----- Document excerpt

He was right, of course. And it was while working with Dominic that I realized my basic error. I had been deceived by appearances. The
world I had entered briefly was not just a theatrical fantasy. Mrs. Thatcher’s poujadisme, the go-for-it spirit were not inimical to
Spectator
Toryism. Moore’s affected squirearchy needed the man with the foreign name and the slicked-back hair to bring in the cash. The resilience of the British class system is due to this marriage of new money and old style. As Tocqueville already observed, the British upper class acts as a sponge for talent and ambition. Snobbery can act as a spur to personal achievement. The
Spectator
is one of those British institutions that lends aristocratic airs to bourgeois striving. And in fact, Mrs. Thatcher’s assault on class privilege was always more apparent than real. She herself affected, in the most theatrical and rarely convincing way, the mannerisms of a class to which she wasn’t born. She was, in a sense, the man with the slicked-back hair. People mocked her affectations, but she provided the money for the go-getting new rich, and the gentlemanly old rich too. And so she enabled the age-old show to go on, and on.

It was a show that I eventually grew tired of. Observed from a distance, the
Spectator
style was quaint and amusing. And there was much that I admired: the debunking of Utopian nonsense, the satirical view of idealism, the intellectual cheekiness. And like Tocqueville I could see merit in snobbery as a tonic for individual enterprise. But perhaps I was too much of an Anglophile to live with the real thing for too long. For under the cheekiness was a complacency, a philistinism that I found irritating. The English social order, celebrated in
The Spectator
, may be more civilized than most political arrangements in the world, but that is not saying much, or at least not enough. In the end I felt ill at ease with young people who had never thought of trying anything else, who had walked only on well-trodden paths, whose main aim was to conserve the system in which they had got on, and who looked at any alternative with amused contempt.

I can remember the moment I realized enough was enough. Rajiv Gandhi had just been killed by a suicide bomber in southern India. We had a meeting in Dominic’s office to discuss the forthcoming issue. Naturally we had to do something on India. I was sitting on a comfortable sofa. Next to me was Simon Heffer, the deputy editor, a pale, carrot-haired young man whose girth showed a fondness for English puddings. To say that he sat would be inaccurate. He was sprawled in a pose of exaggerated ease, with his head denting a thick
cushion, his heavy legs stretched out, and a large pasty stomach straining the buttons of his stripey shirt.

As foreign editor I was asked how to cover the Indian events. I mentioned a few well-known journalists in Delhi who might contribute. I suggested that a piece on the Gandhi dynasty by an Indian writer might not go amiss. Suddenly I felt the figure on my left stir. “Enoch!” he bellowed. “Enoch’s always frightfully good on India!” Now there were no doubt occasions when Enoch Powell’s love of the British Raj could be given an airing, but I did not feel this was one of them. Not that this was a reason to resign. It was of no great consequence. In fact, Enoch never wrote the piece, and I carried on at the
Speccie
for a while longer. But I knew that a change of scene was in order.

“B
LACKPOOL
,”

----------
----- Information given

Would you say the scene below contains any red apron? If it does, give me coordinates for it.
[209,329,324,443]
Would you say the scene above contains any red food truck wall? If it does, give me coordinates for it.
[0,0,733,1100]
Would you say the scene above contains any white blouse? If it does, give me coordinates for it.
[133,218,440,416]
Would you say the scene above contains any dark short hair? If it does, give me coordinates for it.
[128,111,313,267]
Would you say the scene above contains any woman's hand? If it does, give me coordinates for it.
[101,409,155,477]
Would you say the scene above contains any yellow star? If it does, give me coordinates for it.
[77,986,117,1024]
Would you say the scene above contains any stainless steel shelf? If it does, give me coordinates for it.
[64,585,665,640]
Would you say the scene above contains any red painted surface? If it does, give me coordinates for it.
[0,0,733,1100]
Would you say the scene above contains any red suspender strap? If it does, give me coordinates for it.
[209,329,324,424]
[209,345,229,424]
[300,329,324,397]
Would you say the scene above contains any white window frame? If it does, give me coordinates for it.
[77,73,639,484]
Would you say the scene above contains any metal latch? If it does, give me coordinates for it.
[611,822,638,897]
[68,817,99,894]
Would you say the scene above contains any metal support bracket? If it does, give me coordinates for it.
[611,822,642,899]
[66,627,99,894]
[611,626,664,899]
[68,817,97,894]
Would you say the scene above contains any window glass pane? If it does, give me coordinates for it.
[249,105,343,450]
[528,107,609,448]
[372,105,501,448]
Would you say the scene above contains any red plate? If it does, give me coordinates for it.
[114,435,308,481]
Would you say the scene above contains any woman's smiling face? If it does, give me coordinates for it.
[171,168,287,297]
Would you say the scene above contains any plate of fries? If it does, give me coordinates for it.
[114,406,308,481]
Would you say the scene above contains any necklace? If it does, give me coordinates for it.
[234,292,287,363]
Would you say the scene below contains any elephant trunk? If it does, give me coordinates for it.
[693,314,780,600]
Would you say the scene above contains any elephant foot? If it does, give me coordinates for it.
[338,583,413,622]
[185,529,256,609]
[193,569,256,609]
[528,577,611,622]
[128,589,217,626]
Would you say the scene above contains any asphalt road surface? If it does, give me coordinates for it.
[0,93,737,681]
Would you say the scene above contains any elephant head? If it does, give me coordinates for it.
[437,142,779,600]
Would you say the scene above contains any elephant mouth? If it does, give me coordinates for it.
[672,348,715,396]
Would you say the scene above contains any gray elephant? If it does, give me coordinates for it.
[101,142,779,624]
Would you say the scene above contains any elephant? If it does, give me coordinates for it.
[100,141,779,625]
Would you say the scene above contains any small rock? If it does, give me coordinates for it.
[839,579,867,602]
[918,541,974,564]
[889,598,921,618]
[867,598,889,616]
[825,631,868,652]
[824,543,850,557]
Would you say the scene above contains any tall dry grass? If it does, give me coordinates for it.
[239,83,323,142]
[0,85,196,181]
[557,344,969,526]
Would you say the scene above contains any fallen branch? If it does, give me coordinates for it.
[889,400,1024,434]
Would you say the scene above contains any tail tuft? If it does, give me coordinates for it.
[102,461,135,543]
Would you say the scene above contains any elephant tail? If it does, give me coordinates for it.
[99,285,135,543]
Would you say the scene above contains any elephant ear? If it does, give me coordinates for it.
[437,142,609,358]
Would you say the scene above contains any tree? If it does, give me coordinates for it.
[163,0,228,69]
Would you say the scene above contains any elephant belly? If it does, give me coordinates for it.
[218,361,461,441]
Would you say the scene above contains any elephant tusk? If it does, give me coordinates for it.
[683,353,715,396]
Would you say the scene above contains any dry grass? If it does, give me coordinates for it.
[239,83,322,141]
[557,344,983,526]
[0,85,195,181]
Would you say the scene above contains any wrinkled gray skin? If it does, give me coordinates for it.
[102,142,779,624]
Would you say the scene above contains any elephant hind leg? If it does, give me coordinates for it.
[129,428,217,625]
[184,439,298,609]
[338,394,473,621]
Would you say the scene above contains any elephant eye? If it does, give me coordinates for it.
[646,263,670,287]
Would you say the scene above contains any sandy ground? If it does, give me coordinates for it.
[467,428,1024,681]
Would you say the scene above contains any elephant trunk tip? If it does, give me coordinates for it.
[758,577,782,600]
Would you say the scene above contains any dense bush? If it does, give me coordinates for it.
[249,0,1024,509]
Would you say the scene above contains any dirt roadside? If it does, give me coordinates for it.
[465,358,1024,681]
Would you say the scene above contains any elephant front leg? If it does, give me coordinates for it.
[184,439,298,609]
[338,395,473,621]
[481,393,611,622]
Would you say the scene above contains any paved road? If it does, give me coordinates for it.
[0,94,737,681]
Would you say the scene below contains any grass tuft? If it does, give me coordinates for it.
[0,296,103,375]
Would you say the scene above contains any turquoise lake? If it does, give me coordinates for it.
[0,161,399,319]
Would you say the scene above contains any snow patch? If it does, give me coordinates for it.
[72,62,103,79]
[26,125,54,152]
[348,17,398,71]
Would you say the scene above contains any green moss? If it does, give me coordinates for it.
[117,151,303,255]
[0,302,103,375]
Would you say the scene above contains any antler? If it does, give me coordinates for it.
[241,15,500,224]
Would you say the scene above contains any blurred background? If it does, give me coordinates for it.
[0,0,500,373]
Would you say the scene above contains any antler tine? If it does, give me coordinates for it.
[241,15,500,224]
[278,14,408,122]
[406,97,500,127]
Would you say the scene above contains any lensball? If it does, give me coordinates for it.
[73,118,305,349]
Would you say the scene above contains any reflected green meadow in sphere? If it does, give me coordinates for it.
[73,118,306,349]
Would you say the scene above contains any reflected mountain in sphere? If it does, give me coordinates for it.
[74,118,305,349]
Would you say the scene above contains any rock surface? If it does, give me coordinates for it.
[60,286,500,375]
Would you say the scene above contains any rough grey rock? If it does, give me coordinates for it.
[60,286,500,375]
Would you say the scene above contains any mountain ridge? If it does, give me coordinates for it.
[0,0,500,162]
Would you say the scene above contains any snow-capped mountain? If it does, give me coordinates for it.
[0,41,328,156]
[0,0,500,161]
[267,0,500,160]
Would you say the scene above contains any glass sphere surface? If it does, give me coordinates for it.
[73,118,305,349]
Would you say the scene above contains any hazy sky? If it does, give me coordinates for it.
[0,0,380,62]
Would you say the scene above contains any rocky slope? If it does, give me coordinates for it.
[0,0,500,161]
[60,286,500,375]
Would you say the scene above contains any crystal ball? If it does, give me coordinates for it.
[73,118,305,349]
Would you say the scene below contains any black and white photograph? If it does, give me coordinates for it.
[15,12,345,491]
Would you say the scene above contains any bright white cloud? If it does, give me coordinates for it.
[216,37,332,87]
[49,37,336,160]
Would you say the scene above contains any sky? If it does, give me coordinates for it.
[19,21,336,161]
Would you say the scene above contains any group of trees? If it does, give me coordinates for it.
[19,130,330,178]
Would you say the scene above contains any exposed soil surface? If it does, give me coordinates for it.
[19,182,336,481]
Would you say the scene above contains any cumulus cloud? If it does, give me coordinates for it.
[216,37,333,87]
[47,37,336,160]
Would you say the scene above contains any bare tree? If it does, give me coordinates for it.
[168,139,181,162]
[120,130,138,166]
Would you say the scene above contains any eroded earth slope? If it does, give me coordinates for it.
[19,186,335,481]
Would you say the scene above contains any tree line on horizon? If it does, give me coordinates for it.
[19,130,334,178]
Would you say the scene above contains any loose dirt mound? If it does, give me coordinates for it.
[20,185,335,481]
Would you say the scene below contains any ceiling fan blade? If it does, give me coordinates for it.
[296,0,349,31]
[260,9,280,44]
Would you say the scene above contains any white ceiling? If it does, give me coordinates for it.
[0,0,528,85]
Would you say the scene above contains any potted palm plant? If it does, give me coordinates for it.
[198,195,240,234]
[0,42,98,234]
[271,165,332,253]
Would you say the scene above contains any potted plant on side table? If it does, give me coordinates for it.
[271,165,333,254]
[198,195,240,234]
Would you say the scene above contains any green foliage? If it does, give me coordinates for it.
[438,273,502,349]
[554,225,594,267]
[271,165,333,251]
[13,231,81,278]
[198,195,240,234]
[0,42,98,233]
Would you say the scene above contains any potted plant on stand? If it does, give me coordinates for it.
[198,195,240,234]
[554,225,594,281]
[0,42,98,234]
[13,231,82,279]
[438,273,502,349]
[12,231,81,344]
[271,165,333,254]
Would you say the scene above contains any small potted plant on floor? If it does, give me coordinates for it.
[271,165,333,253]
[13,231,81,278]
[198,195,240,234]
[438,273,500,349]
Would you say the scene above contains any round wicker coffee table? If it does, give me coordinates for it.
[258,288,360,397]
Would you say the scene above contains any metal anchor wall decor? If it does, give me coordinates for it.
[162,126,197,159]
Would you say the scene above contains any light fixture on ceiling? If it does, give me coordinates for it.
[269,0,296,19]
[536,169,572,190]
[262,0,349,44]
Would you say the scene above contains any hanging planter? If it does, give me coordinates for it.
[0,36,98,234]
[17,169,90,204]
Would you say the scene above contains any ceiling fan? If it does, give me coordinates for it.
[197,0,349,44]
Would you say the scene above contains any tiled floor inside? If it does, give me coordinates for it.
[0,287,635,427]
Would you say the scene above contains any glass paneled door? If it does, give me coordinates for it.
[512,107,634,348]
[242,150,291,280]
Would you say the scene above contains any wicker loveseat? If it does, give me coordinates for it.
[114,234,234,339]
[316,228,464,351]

----------

- The tasks:
a) List every person mentioned by name in the excerpt about The Spectator.
b) In the excerpt about The Spectator, what position did Simon Heffer hold?
c) Carry on the excerpt about The Spectator from the point where it stops.

- Task-by-task outputs:
a)
Dominic
Mrs. Thatcher
Moore
Tocqueville
Rajiv Gandhi
Simon Heffer
Enoch Powell

b) He was the deputy editor.

c)
SAID THE
mayor in full regalia, “is my kind of town.” The large silver chain around his neck glinted in the television lights. There was a pungent smell of sweat in the crowded hall. “I’m sure,” the mayor resumed, after the initial burst of applause had died down, “as loyal Conservatives, it’s your kind of town too.” During the week I attended the Tory Party Conference in the autumn of 1995, I never quite understood what he had meant by that. Blackpool, with its floats of fairy-lit cartoon characters gliding up and down the seafront, with its clubs and Ferris wheels, its leering comedians and amateur striptease nights, its knobbly knees and “naughty” fun, its bed and breakfasts and booming discos, is unashamedly vulgar. The Conservative party tries to disguise any vulgarity under a coat of gentility, or so I thought.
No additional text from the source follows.